#### DATA
"""

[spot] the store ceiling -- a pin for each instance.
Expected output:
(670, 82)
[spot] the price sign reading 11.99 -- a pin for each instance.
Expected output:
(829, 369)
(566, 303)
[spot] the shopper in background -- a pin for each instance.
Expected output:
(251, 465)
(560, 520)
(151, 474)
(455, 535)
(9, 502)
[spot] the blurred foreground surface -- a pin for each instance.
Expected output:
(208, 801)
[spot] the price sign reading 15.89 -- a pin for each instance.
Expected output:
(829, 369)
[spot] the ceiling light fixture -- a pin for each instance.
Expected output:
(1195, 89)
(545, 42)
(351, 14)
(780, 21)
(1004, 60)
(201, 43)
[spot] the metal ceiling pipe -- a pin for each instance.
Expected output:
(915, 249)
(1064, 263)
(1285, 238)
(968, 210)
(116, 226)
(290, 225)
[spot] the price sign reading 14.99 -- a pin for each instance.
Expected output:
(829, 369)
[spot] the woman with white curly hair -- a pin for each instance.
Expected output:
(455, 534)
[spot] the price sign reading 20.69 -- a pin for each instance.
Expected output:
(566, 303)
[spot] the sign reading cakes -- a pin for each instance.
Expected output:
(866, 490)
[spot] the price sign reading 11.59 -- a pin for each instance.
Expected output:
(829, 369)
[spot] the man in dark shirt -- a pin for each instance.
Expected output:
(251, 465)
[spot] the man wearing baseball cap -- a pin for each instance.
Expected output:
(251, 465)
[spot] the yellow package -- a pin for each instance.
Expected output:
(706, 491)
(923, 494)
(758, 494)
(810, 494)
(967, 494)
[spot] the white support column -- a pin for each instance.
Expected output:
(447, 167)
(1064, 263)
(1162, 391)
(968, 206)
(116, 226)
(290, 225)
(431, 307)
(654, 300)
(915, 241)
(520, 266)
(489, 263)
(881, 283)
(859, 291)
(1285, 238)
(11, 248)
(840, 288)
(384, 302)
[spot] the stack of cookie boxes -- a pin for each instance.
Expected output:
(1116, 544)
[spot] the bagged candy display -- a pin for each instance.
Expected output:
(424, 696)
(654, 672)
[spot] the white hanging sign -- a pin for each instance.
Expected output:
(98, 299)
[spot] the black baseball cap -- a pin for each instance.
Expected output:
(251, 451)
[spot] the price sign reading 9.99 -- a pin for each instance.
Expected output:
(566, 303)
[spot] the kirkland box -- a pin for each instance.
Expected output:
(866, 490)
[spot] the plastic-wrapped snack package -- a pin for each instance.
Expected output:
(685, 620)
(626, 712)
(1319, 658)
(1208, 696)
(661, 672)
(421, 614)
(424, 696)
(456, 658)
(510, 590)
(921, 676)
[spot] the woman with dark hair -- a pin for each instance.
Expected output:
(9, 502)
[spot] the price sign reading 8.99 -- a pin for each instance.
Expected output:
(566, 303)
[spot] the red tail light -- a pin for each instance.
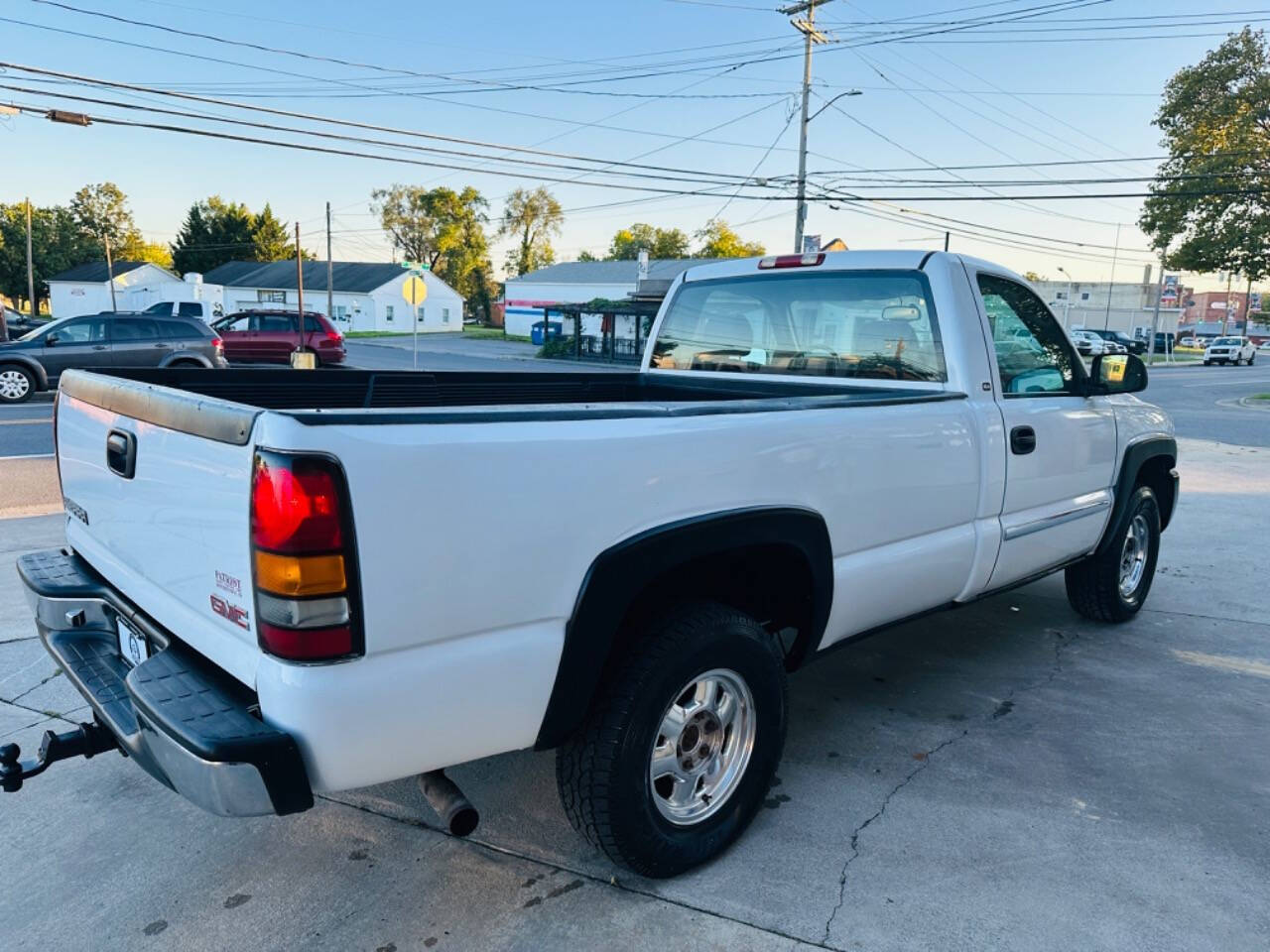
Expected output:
(808, 261)
(304, 565)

"""

#### HOW TO COMPLETE THIS TASK
Although the records include pictures, output only their text, exactly and completely.

#### SOLVED EXERCISE
[spot] the store ceiling -- a pin for each instance.
Expected output:
(670, 82)
[spot] the price sign reading 11.99 -- a pin for each instance.
Expected output:
(829, 369)
(566, 303)
[spot] the shopper in background -- a pin for each instance.
Expected output:
(251, 465)
(560, 520)
(151, 474)
(455, 535)
(9, 502)
[spot] the blurred foreground surface -- a pin for each instance.
Expected output:
(208, 801)
[spot] the price sign reading 15.89 -- a pin for each instance.
Expected output:
(829, 369)
[spot] the ceiling light fixture -- a pin for each instance.
Expected output:
(1195, 89)
(545, 42)
(351, 14)
(780, 21)
(1004, 60)
(201, 43)
[spot] the metal ceiling pipe -- a pin for each instance.
Expected output:
(915, 249)
(1064, 263)
(1285, 238)
(968, 210)
(116, 226)
(290, 225)
[spot] the price sign reading 14.99 -- a pin for each instance.
Expected output:
(829, 369)
[spot] the woman with white curly hair -- a pin for each instance.
Expected output:
(455, 534)
[spot] the price sign reading 20.69 -- a pin for each instance.
Expected output:
(566, 303)
[spot] the sign reading cakes -- a pin for each instance.
Expected output:
(866, 490)
[spot] the price sign reading 11.59 -- a pin for each instance.
Expected output:
(829, 369)
[spot] the man in dark shirt -- a pin for each instance.
Expected output:
(251, 465)
[spot] the man wearing baseball cap -- a pin for each instance.
Expected output:
(251, 465)
[spot] the yellow package -- a pin for each instance.
Expected output:
(706, 491)
(923, 494)
(758, 494)
(810, 494)
(967, 494)
[spot] the white support column -- a pin for each instance.
Expected output:
(447, 167)
(1064, 263)
(1162, 391)
(968, 206)
(116, 226)
(290, 225)
(431, 307)
(654, 300)
(915, 241)
(520, 266)
(489, 263)
(881, 283)
(859, 291)
(1285, 238)
(11, 248)
(840, 288)
(384, 302)
[spot] the stack of cookie boxes -- a pin for each instance.
Expected output:
(1116, 544)
[spot] the bagged candy display -- a pin for each instance.
Expected output:
(424, 696)
(654, 672)
[spot] the white hanging sign -- a pin for each instance.
Expected output:
(98, 299)
[spot] the black baseball cap -- a pin for each instance.
Expected output:
(251, 451)
[spot] the price sign reading 9.99 -- a pin for each instance.
Expected output:
(566, 303)
[spot] the kirkland box -- a pin for each instance.
Expected output:
(866, 490)
[spot] the plastic-wrapped snack package -- a pin for each instance.
Expected output:
(685, 620)
(626, 712)
(1319, 658)
(1208, 696)
(661, 672)
(421, 614)
(424, 696)
(456, 658)
(510, 590)
(921, 676)
[spot] the woman with dark hair -- a pin for each instance.
Expected output:
(9, 502)
[spot] the price sign reading 8.99 -- a pin for each instance.
Expected output:
(566, 303)
[spot] the red tail light -- a pin for each instance.
Expected output:
(808, 261)
(304, 565)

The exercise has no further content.